▸ Stated goal:
Print every line of the records below verbatim, from start to finish, but leave out the pictures.

══ Data entries

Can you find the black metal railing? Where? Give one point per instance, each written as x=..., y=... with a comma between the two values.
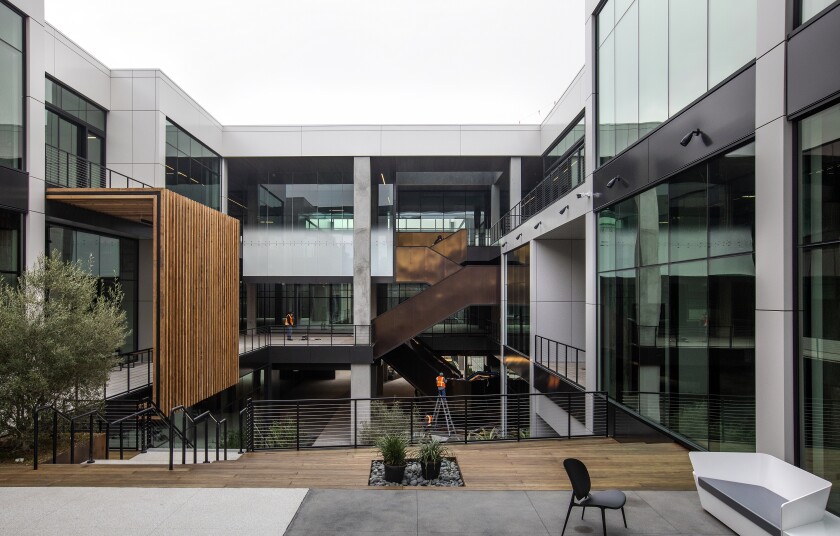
x=254, y=339
x=564, y=359
x=564, y=178
x=314, y=423
x=190, y=423
x=71, y=171
x=132, y=372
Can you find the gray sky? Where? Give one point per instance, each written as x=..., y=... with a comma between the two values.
x=342, y=61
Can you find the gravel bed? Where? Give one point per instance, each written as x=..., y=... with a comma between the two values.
x=450, y=475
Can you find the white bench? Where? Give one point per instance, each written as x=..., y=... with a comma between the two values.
x=758, y=494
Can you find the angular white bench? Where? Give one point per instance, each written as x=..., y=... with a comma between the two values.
x=758, y=494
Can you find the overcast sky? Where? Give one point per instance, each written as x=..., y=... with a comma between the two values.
x=343, y=61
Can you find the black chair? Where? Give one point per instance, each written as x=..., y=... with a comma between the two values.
x=583, y=497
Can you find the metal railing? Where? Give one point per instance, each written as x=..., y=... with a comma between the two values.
x=71, y=171
x=564, y=359
x=560, y=181
x=301, y=424
x=254, y=339
x=184, y=433
x=713, y=422
x=122, y=378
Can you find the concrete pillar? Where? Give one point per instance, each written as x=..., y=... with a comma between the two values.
x=361, y=241
x=145, y=286
x=515, y=182
x=774, y=251
x=35, y=220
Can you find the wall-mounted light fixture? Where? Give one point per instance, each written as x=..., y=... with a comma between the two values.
x=614, y=180
x=688, y=137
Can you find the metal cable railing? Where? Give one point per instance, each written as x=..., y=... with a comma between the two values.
x=561, y=180
x=254, y=339
x=301, y=424
x=564, y=359
x=71, y=171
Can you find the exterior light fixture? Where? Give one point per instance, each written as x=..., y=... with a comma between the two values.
x=687, y=138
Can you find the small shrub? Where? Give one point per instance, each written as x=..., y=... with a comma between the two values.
x=431, y=451
x=393, y=448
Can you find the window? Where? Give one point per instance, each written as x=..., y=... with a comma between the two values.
x=819, y=286
x=11, y=88
x=677, y=292
x=657, y=56
x=193, y=169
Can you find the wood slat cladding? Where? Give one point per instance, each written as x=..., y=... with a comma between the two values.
x=195, y=290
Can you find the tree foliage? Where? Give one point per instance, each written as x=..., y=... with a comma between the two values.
x=59, y=329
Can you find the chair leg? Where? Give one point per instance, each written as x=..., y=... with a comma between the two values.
x=568, y=512
x=604, y=521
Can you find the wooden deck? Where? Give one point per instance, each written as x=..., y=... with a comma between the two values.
x=530, y=465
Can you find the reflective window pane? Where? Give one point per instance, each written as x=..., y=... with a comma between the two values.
x=687, y=53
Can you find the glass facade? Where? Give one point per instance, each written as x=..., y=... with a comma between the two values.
x=11, y=225
x=11, y=88
x=657, y=56
x=192, y=169
x=677, y=293
x=819, y=288
x=74, y=138
x=518, y=286
x=312, y=304
x=110, y=258
x=808, y=8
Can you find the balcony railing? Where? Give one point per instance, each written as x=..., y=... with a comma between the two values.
x=71, y=171
x=254, y=339
x=561, y=180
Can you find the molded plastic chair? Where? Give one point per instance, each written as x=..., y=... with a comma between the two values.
x=583, y=497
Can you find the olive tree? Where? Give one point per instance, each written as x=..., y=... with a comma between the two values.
x=59, y=329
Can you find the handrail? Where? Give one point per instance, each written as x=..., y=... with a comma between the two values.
x=94, y=413
x=194, y=422
x=56, y=413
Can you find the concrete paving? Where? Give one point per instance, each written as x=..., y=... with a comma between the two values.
x=299, y=512
x=146, y=511
x=508, y=513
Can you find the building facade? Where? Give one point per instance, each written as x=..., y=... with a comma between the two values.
x=670, y=229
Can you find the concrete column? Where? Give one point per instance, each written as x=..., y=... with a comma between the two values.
x=250, y=305
x=35, y=220
x=774, y=251
x=515, y=182
x=145, y=286
x=361, y=241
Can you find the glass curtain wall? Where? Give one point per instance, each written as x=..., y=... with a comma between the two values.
x=519, y=299
x=11, y=88
x=111, y=259
x=677, y=293
x=806, y=9
x=74, y=138
x=657, y=56
x=192, y=169
x=316, y=305
x=819, y=288
x=11, y=225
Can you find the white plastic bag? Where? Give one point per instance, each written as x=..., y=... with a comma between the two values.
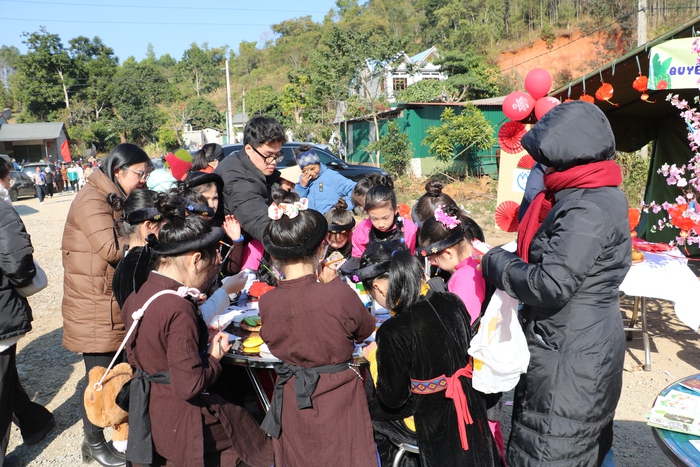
x=499, y=348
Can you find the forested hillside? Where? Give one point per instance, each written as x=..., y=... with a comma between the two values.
x=305, y=68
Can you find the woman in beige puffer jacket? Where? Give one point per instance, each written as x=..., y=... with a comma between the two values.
x=90, y=250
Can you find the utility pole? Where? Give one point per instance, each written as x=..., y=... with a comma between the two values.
x=641, y=40
x=229, y=117
x=641, y=22
x=243, y=112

════

▸ Solved exercise:
Can you find the black metal railing? Where? Give one point per instance, each written as x=..., y=... with a comma between the two values.
x=254, y=339
x=564, y=359
x=564, y=178
x=314, y=423
x=190, y=423
x=71, y=171
x=132, y=372
Can you find the gray sky? Where? Give one point per instance, each written as x=..., y=... with a comma between the two values.
x=342, y=61
Can you find the gravel bed? Where? Give one point per instance, each written as x=..., y=... with a comma between the two values.
x=450, y=475
Can you find the white bench? Where? Give one point per instance, each written as x=..., y=... with a comma between the two values.
x=758, y=494
Can you find the angular white bench? Where? Give one point per instance, each written as x=..., y=... with a comma between the two values.
x=758, y=494
Can you find the overcast sky? Where? Give one point per instance, each written as x=..., y=... with a comma between the two values.
x=343, y=61
Can you find the black chair? Where? Give one point per instance, each written as x=..., y=... with a comma between the two values.
x=583, y=497
Can you find the metal railing? Where? Give one point per instance, each written as x=..., y=... with a comma between the two values.
x=71, y=171
x=564, y=359
x=560, y=181
x=301, y=424
x=254, y=339
x=184, y=433
x=713, y=422
x=122, y=378
Can you find the concrete pillar? Where? Give one point per instance, each written as x=..., y=... with a comma between the two values.
x=361, y=241
x=145, y=286
x=515, y=182
x=774, y=251
x=35, y=220
Can you find the wall-mounted light fixture? Where? Give one point per instance, each written as x=..., y=... with a comma between the two values.
x=614, y=180
x=688, y=137
Can you find the metal cable railing? Where? Give one point per instance, each written as x=..., y=... with a comma between the two values.
x=561, y=180
x=254, y=339
x=301, y=424
x=564, y=359
x=71, y=171
Can you find the exterior light fixture? Where? Give one point per instance, each written as x=..., y=... with a comma between the two values.
x=687, y=138
Can you find the small shrub? Where? Give one point per instance, each written as x=..., y=... with a comma between the two values.
x=431, y=451
x=393, y=448
Can you find the window? Where? Give one point per instance, each written as x=..., y=... with a comma between the two values.
x=819, y=286
x=11, y=88
x=677, y=292
x=657, y=56
x=193, y=169
Can you find the wood slat cladding? Where? Give one point per instance, each written as x=..., y=... with a comma between the two values.
x=195, y=290
Can you find the tree foliage? Where? Give one point per instance, each written as x=..., y=... with a comma between the two values.
x=59, y=329
Can you find the chair leg? Where? Give one point per instance, each written as x=..., y=... with a comma between the two values.
x=568, y=512
x=604, y=521
Can you find the wooden deck? Where? Give one point per instance, each written as x=..., y=... with a comma between the two values.
x=530, y=465
Can you find the reflective window pane? Where? Give one point per instance, each written as x=..., y=... with a comma between the two values.
x=687, y=53
Can you find the glass facade? Where? Give one point per instance, each written as x=..., y=... with a comma between the two values.
x=11, y=225
x=11, y=88
x=657, y=56
x=192, y=169
x=677, y=293
x=819, y=288
x=74, y=138
x=518, y=286
x=312, y=304
x=110, y=258
x=808, y=8
Can you find the balcony railing? Where? Give one point per instance, each written as x=..., y=... with a comma between the two values.
x=71, y=171
x=254, y=339
x=561, y=180
Can you find the molded plastic chair? Where? Give one point per instance, each written as x=..., y=... with a comma between the two values.
x=583, y=497
Can you find the olive tree? Where? Give one point per instance, each written as x=..., y=... with a comma between the two values.
x=59, y=329
Can you find the handrail? Where? Give one point per instance, each written as x=..., y=... with a comma between the two values.
x=94, y=413
x=194, y=422
x=56, y=413
Can you find the concrete paving? Where? Give one point per instance, each written as x=..., y=... with a comma between the two values.
x=299, y=512
x=146, y=511
x=508, y=513
Can you find the building facade? Where? Give one point per instance, each written as x=..., y=... with a comma between the two values.
x=670, y=229
Can you find the concrete column? Where? Give one point per instance, each written as x=..., y=... with a comma between the two values.
x=250, y=305
x=35, y=220
x=774, y=251
x=515, y=182
x=145, y=286
x=361, y=241
Can you find the glass curtain wall? Where? Give one point per instance, each written as x=..., y=... with a comma between the two values.
x=519, y=299
x=11, y=88
x=111, y=259
x=677, y=293
x=806, y=9
x=74, y=138
x=657, y=56
x=192, y=169
x=316, y=305
x=819, y=288
x=11, y=225
Can you find the white plastic bag? Where? Give one point per instance, each written as x=..., y=... with a comma between the two values.
x=499, y=348
Can you find the forested hillside? Where? Give one point per instance, each written as x=..., y=... with a comma between the two values.
x=305, y=68
Can you find the woman in beige puffer jacket? Where? Give one point per instance, each written as x=..., y=... with a comma between the two values.
x=90, y=250
Can you find the utility pole? Where? Give one point per instance, each written as x=..., y=... with a comma between the two values.
x=641, y=40
x=229, y=117
x=641, y=22
x=243, y=112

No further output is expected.